++++ Data records ++++
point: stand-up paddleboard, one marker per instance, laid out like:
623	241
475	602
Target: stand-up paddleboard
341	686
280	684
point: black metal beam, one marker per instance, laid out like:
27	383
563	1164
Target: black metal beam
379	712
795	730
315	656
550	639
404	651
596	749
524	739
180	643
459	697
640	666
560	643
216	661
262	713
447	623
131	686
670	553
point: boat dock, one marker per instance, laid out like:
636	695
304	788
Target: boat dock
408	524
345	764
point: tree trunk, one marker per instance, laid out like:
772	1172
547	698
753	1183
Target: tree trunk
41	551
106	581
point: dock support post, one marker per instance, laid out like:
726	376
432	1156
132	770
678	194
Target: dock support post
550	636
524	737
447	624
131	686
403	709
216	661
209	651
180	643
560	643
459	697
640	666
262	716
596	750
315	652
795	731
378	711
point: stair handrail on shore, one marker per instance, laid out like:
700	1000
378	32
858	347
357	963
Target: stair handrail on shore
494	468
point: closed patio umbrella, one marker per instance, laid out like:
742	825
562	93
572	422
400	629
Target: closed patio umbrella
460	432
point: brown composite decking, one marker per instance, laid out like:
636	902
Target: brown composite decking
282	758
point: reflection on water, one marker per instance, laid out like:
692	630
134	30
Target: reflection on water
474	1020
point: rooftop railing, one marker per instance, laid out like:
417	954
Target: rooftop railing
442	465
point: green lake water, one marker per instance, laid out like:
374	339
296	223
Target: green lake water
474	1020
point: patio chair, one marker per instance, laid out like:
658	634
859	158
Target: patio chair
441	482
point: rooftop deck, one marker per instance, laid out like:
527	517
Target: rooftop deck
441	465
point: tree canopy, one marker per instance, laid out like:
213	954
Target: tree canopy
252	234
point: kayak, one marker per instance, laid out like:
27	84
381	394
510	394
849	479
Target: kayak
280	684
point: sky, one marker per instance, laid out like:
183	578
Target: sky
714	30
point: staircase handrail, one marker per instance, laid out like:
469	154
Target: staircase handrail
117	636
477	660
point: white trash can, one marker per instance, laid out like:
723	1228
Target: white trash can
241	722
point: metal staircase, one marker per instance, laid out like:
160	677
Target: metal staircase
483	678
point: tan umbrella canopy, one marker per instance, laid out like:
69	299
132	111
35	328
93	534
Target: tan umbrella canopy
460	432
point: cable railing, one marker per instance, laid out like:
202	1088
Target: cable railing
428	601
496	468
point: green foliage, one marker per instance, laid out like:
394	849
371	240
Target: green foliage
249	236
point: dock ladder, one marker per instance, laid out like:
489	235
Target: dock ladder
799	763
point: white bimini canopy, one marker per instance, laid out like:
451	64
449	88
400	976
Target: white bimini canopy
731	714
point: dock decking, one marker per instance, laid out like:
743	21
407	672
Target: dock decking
++++
**Given task**
Can you extract the records from the line with "point: tree canopy, one" through the end of the records and repeat those lines exactly?

**Task response**
point: tree canopy, one marker per instance, laid out like:
213	954
Target: tree canopy
252	234
point: kayak, one marker per instance, laid out like:
27	84
381	394
510	394
849	479
Target: kayak
280	684
point: sky, one marker per instance, laid out like:
183	578
Target: sky
714	30
point: staircase handrail, one marker per instance, laid out like:
469	154
Target: staircase handrail
117	636
477	660
point: white trash can, one marker per instance, laid out like:
723	1228
Target: white trash can
241	722
point: metal staircase, one marker per instance, laid out like:
160	677
Target: metal staircase
483	678
point: tan umbrella canopy, one marker per instance, laid out like:
69	299
132	111
35	328
93	534
Target: tan umbrella canopy
460	432
point: cable railing, one marker per instance, laid out like:
202	1088
Target: cable railing
428	601
496	468
point: green foliage, one marker per instance, laid out like:
394	849
371	240
Target: green foliage
249	236
point: dock ladder, one marker per instance, laid out like:
489	235
Target: dock ladder
799	763
point: white bimini canopy, one marker per instance, laid out like:
451	64
449	88
400	976
Target: white bimini canopy
731	714
point: dock decking, one marker per instance, laid out like:
743	21
407	672
Target: dock decking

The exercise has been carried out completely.